## WHAT YOU ARE ASKED TO DO
Answer these questions from the text on Trotskyism in Asia.
1. In what year did the Revolutionary Communist Party of China flee to Hong Kong?
2. Who captured and executed Ta Thu Thau, and in what month and year?
3. How many seats did the LSSP win in the 1947 general election?

## PAGE TEXT
In 1939, Ho Chi Minh, then a Comintern agent in southern China, reported that "everyone united to fight the Japanese except the Trotskyists. These traitors . . . adopted the ‘resolution’: ‘In the war against the Japanese, our position is clear: those who wanted the war and have illusions about the Kuomintang government, those concretely have committed treason. The union between the Communist Party and the Kuomintang is nothing but conscious treason’. And other ignominies of this kind." The Trotskyists were to be "crushed." In 1949, the Revolutionary Communist Party of China (; RCP) fled to Hong Kong. Since 1974, the party has been legally active as October Review, its official publication.

In French Indochina during the 1930s, Vietnamese Trotskyism, led by Tạ Thu Thâu, was a significant current, particularly in Saigon, Cochinchina. In 1929, in the French Left Opposition , Ta Thu Thau condemned the Comintern for leading Chinese Communists (in 1927) to "the graveyard" through its support for the Kuomintang. The "'Sun Yat-sen-ist' synthesis of democracy, nationalism and socialism" was "a kind of nationalist mysticism." In Indochina, it could only obscure "the concrete class relationships, and the real, organic liaison between the indigenous bourgeoisie and French imperialism," in the light of which the call for independence is "mechanical and formalistic." "A revolution based on the organisation of the proletarian and peasant masses is the only one capable of liberating the colonies ... The question of independence must be bound up with that of the proletarian socialist revolution."

For a period in the 1930s, Ta Thu Thau's Struggle group, centred around the newspaper La Lutte, was sufficiently strong to induce "Stalinists" (members of the then Indochinese Communist Party) to collaborate with the Trotskyists in support of labour and peasant struggles, and in the presentation of a common Workers Slate for Saigon municipal, and Cochinchina Council, elections. Ta Thu Thau was captured and executed by the Communist-front Viet Minh in September 1945. Many, if not most, of his fellow luttuers were subsequently killed, caught between the Viet Minh and the French effort at colonial reconquest.

In Sri Lanka, a group of Trotskyists (known as the "T Group"), including South Asia's pioneer Trotskyist, Philip Gunawardena, who had been active in Trotskyist politics in Europe, and his colleague N. M. Perera, were instrumental in the foundation of the Lanka Sama Samaja Party (LSSP) in 1935. It expelled its pro-Moscow wing in 1940, becoming a Trotskyist-led party. In 1942, following the escape of the leaders of the LSSP from a British prison, a unified Bolshevik–Leninist Party of India, Ceylon and Burma (BLPI) was established in India, bringing together the many Trotskyist groups in the subcontinent. The BLPI was active in the Quit India Movement and the labour movement, capturing the second oldest union in India. Its high point was when it led the strikes which followed the Bombay Mutiny.

After the war, the Sri Lanka section split into the Lanka Sama Samaja Party and the Bolshevik Samasamaja Party (BSP). In the general election of 1947, the LSSP became the main opposition party, winning ten seats, the BSP winning a further 5. It joined the Trotskyist Fourth International after fusion with the BSP in 1950 and led a general strike (Hartal) in 1953.

## SOURCE EXCERPT
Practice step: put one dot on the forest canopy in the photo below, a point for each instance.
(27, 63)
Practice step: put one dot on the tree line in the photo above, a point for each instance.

## RESPONSE
1. 1949
2. The Viet Minh, in September 1945
3. Ten